● **SUPPLIED PASSAGE**
I was chatting to a friend recently, suggesting she didn’t seem to get upset by much (too wise and too mature); she suggested it was part of her West Country Heritage. Interesting point – but by the same token, I’ve heard people with red hair claim that their bad temper wasn’t anything they could control… “It’s in my gene’s; I’m a redhead”.
That struck me as no more sensible than the idea that blondes are dim.
And that in turn raised for me the old, old question of “nature vs nurture”. Now, I should add that with a PhD from a department of Geography and over 24 years research in universities, I’m pretty much committed to the idea that there’s an effect of space, but that doesn’t in itself exclude either of the options.
Now, I’m not saying there’s not a genetic issue here – you only have to look at the physical variation of humanity on a global scale to see how much people can vary physically and I’m sure there’s the possibility of psychological variations as well…
But what I am saying, is that there are two other things to consider as well.
Firstly, it’s very difficult to differentiate genetic character tendencies from culturally orientated character tendencies. (Don’t forget, we’re only taking tendencies here anyway!) Secondly, and for me more important at the moment is that people can often use a ‘condition’ or a ‘diagnosis’ as an excuse for not fighting the problem…
“My dad was a bully, so I’m bound to be.”
“All the women in our family are gobby.”
Sigh. Even if that’s true, it’s no excuse for not at least trying to not be a bully, not be gobby, not be whatever.
Medical diagnosis seem to be used the same way: “I’ve got social anxiety disorder”, meaning that the person involved didn’t feel the need to engage in the usual social order and had the ideal get-out to play. After all, we can’t make them be nice to people because they’re being rude, they’re just ill.
But to be honest, if you look at the definitions of many such ‘disorders’ they’re just labels to describe the symptoms… That’s a diagnosis in one sense, sure, but it’s not the same as saying that someone is hot, shivery and miserable because they’ve got a bacterial infection. With a cold we know the cause and we know what to do to help the person fight it.
Saying “I’ve got XYZ syndrome” is about as helpful as my GP, to whom I’d taken my daughter with a rash around the mouth saying “Ah yes… she’s got peri-oral dermatitis”… in other words, a rash around the mouth!

● **TO DO**
(a) In the nature-versus-nurture passage, how long has the writer done research in universities?
(b) Copy word for word from the nature-versus-nurture passage, starting with "Now, I’m not" and going on through "not be whatever.".

● **EXTRACTED ENTRIES**
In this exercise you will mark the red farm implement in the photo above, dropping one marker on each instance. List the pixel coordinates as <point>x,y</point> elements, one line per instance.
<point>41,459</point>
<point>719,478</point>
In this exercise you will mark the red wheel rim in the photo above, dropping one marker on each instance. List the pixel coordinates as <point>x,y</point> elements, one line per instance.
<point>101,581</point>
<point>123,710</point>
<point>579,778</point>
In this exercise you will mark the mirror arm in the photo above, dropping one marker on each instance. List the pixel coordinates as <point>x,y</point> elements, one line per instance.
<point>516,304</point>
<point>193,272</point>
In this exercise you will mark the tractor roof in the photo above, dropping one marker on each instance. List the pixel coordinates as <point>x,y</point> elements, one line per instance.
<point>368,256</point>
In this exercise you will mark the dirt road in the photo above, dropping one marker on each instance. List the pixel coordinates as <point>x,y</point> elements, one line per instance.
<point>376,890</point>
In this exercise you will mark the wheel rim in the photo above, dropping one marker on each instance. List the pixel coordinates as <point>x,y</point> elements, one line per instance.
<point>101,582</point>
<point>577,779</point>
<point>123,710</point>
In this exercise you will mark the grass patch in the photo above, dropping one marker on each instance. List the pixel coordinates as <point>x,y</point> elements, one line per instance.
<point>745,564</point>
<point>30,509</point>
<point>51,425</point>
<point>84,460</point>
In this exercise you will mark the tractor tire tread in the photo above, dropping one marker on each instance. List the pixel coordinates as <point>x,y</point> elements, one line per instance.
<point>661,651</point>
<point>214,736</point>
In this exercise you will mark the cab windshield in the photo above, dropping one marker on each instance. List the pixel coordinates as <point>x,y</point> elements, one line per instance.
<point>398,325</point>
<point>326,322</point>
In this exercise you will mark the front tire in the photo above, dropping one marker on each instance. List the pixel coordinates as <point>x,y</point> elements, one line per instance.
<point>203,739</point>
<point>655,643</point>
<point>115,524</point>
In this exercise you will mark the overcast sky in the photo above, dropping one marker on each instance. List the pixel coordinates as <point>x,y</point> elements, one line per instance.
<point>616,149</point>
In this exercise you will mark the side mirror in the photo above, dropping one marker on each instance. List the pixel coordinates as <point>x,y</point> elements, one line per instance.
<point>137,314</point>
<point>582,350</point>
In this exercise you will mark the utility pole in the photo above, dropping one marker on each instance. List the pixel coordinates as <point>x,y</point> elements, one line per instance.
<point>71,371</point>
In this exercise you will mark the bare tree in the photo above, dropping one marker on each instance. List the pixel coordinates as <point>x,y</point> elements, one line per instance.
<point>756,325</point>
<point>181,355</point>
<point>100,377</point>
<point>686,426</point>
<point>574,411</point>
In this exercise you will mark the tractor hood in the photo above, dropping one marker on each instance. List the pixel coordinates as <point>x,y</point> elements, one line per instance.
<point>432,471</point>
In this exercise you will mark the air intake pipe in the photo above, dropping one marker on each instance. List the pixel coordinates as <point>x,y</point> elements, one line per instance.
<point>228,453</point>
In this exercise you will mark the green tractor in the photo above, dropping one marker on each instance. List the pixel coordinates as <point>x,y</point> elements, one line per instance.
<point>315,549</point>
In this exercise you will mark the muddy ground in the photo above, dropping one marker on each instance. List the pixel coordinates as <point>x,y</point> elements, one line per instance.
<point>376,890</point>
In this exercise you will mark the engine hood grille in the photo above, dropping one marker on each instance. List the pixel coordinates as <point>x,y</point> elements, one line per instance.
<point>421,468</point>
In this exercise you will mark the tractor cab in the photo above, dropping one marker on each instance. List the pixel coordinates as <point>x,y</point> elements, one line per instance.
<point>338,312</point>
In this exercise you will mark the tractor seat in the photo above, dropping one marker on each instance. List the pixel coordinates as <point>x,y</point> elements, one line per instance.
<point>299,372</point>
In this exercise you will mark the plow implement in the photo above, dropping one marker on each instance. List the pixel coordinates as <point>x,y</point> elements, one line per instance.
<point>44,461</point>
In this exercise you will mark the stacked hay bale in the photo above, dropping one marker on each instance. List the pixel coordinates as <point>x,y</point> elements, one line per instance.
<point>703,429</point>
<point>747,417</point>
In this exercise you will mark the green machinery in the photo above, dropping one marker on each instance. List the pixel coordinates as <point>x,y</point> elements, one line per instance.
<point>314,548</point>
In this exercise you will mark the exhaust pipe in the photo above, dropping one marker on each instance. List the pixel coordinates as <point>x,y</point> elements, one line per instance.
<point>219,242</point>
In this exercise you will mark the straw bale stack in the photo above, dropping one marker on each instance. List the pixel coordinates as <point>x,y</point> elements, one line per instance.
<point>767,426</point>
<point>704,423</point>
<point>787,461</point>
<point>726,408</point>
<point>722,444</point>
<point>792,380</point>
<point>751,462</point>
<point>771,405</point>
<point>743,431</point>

● **SET OF ANSWERS**
(a) Over 24 years.

(b)
Now, I’m not saying there’s not a genetic issue here – you only have to look at the physical variation of humanity on a global scale to see how much people can vary physically and I’m sure there’s the possibility of psychological variations as well…
But what I am saying, is that there are two other things to consider as well.
Firstly, it’s very difficult to differentiate genetic character tendencies from culturally orientated character tendencies. (Don’t forget, we’re only taking tendencies here anyway!) Secondly, and for me more important at the moment is that people can often use a ‘condition’ or a ‘diagnosis’ as an excuse for not fighting the problem…
“My dad was a bully, so I’m bound to be.”
“All the women in our family are gobby.”
Sigh. Even if that’s true, it’s no excuse for not at least trying to not be a bully, not be gobby, not be whatever.